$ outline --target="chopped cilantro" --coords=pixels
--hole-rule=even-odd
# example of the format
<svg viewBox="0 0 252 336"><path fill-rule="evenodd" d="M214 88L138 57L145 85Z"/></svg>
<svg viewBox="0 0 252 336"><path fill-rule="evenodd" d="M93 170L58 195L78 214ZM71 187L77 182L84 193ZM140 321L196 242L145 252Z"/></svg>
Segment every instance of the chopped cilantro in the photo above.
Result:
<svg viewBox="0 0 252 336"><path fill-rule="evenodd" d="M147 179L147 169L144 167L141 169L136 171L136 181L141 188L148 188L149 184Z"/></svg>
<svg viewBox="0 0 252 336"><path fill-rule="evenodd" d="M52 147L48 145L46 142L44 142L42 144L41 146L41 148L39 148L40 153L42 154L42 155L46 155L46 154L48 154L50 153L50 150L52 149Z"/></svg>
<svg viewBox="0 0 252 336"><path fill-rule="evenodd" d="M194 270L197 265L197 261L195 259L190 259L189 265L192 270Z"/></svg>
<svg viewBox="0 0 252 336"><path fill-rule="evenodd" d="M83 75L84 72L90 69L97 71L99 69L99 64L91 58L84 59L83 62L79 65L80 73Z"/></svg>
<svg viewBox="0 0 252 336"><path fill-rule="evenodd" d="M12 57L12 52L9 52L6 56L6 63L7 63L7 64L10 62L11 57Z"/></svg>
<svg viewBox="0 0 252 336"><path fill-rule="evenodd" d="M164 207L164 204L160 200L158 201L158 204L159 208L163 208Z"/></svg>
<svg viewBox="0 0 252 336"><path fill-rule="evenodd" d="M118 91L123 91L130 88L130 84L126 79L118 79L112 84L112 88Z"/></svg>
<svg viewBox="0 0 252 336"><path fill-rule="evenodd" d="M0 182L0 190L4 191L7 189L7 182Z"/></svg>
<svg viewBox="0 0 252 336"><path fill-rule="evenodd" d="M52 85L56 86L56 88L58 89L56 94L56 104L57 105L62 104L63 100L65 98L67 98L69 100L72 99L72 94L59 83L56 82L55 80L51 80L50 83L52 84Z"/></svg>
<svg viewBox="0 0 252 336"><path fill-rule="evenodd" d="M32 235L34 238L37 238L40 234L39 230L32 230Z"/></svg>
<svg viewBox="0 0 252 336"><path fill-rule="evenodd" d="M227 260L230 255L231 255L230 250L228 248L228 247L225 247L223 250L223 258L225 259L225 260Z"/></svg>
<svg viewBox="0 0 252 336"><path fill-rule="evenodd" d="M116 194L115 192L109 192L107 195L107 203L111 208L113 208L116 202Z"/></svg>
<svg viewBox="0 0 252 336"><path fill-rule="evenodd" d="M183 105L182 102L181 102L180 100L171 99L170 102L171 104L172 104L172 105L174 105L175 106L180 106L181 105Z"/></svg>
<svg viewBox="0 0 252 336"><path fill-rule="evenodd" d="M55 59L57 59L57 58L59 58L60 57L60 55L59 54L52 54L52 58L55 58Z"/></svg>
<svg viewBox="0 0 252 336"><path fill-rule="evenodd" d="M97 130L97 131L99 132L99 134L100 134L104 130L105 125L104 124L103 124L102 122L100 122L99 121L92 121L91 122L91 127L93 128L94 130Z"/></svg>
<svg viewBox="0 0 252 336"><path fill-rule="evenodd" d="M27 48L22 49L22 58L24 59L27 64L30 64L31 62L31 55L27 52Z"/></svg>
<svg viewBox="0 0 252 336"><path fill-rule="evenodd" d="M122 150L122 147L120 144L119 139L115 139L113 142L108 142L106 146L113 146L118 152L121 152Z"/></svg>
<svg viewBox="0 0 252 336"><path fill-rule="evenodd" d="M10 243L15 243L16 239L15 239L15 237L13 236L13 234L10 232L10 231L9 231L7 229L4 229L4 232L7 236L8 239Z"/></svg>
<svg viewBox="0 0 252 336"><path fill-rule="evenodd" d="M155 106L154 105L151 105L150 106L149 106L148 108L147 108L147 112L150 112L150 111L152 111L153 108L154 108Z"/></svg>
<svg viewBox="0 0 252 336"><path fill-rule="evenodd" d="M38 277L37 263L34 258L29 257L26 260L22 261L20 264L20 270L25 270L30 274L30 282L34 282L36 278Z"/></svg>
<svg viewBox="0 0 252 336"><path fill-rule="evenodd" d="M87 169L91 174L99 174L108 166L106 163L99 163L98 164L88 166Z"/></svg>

________

*WHAT IS NEEDED*:
Convert each line of the listing above into a numbered list, leaving out any blank lines.

*SOLUTION*:
1. $ outline --target="chopped cilantro" --coords=pixels
2. --hole-rule=even-odd
3. # example of the format
4. <svg viewBox="0 0 252 336"><path fill-rule="evenodd" d="M214 88L138 57L145 85Z"/></svg>
5. <svg viewBox="0 0 252 336"><path fill-rule="evenodd" d="M93 170L58 195L78 214ZM71 187L77 182L84 193ZM140 321L196 242L145 252Z"/></svg>
6. Segment every instance of the chopped cilantro in the photo above.
7. Result:
8. <svg viewBox="0 0 252 336"><path fill-rule="evenodd" d="M147 179L147 169L144 167L141 169L136 171L136 181L141 188L148 188L149 184Z"/></svg>
9. <svg viewBox="0 0 252 336"><path fill-rule="evenodd" d="M52 147L48 145L46 142L44 142L42 144L41 146L41 148L39 148L40 153L42 154L42 155L46 155L46 154L48 154L50 153L50 150L52 149Z"/></svg>
10. <svg viewBox="0 0 252 336"><path fill-rule="evenodd" d="M194 270L197 265L197 261L195 259L190 259L189 265L192 270Z"/></svg>
11. <svg viewBox="0 0 252 336"><path fill-rule="evenodd" d="M83 75L84 72L90 69L97 71L99 69L99 64L91 58L84 59L83 62L79 65L80 73Z"/></svg>
12. <svg viewBox="0 0 252 336"><path fill-rule="evenodd" d="M12 57L12 52L9 52L6 56L6 63L7 63L7 64L10 62L11 57Z"/></svg>
13. <svg viewBox="0 0 252 336"><path fill-rule="evenodd" d="M164 207L164 204L160 200L158 201L158 204L159 208L163 208Z"/></svg>
14. <svg viewBox="0 0 252 336"><path fill-rule="evenodd" d="M118 91L123 91L130 88L130 84L126 79L118 79L112 84L112 88Z"/></svg>
15. <svg viewBox="0 0 252 336"><path fill-rule="evenodd" d="M0 182L0 190L4 191L7 189L7 182Z"/></svg>
16. <svg viewBox="0 0 252 336"><path fill-rule="evenodd" d="M52 85L56 86L56 88L58 89L56 94L56 104L57 105L62 104L63 100L65 98L67 98L69 100L72 99L72 94L59 83L56 82L55 80L51 80L50 83L52 84Z"/></svg>
17. <svg viewBox="0 0 252 336"><path fill-rule="evenodd" d="M32 235L34 238L37 238L40 234L39 230L32 230Z"/></svg>
18. <svg viewBox="0 0 252 336"><path fill-rule="evenodd" d="M227 260L230 255L231 255L230 250L228 248L228 247L225 247L223 250L223 258L225 259L225 260Z"/></svg>
19. <svg viewBox="0 0 252 336"><path fill-rule="evenodd" d="M116 194L115 192L109 192L107 195L107 203L111 208L113 208L116 202Z"/></svg>
20. <svg viewBox="0 0 252 336"><path fill-rule="evenodd" d="M183 105L182 102L181 102L180 100L171 99L170 102L171 104L172 104L172 105L174 105L175 106L180 106L181 105Z"/></svg>
21. <svg viewBox="0 0 252 336"><path fill-rule="evenodd" d="M55 59L57 59L57 58L59 58L60 57L60 55L59 54L52 54L52 58L55 58Z"/></svg>
22. <svg viewBox="0 0 252 336"><path fill-rule="evenodd" d="M97 130L97 131L99 132L99 134L100 134L104 130L105 125L104 124L103 124L102 122L100 122L99 121L92 121L91 122L91 127L93 128L94 130Z"/></svg>
23. <svg viewBox="0 0 252 336"><path fill-rule="evenodd" d="M27 48L22 49L22 58L24 59L27 64L30 64L31 62L31 55L27 52Z"/></svg>
24. <svg viewBox="0 0 252 336"><path fill-rule="evenodd" d="M122 150L122 147L120 144L119 139L115 139L113 142L108 142L106 146L113 146L118 152L121 152Z"/></svg>
25. <svg viewBox="0 0 252 336"><path fill-rule="evenodd" d="M10 243L15 243L16 239L15 239L15 237L13 236L13 234L10 232L10 231L9 231L7 229L4 229L4 232L7 236L8 239Z"/></svg>
26. <svg viewBox="0 0 252 336"><path fill-rule="evenodd" d="M155 106L154 105L151 105L150 106L149 106L148 108L147 108L147 112L150 112L150 111L152 111L153 108L154 108Z"/></svg>
27. <svg viewBox="0 0 252 336"><path fill-rule="evenodd" d="M38 277L37 263L34 258L29 257L26 260L22 261L20 264L20 270L25 270L30 274L30 282L34 282L36 278Z"/></svg>
28. <svg viewBox="0 0 252 336"><path fill-rule="evenodd" d="M87 169L91 174L99 174L108 166L106 163L99 163L98 164L88 166Z"/></svg>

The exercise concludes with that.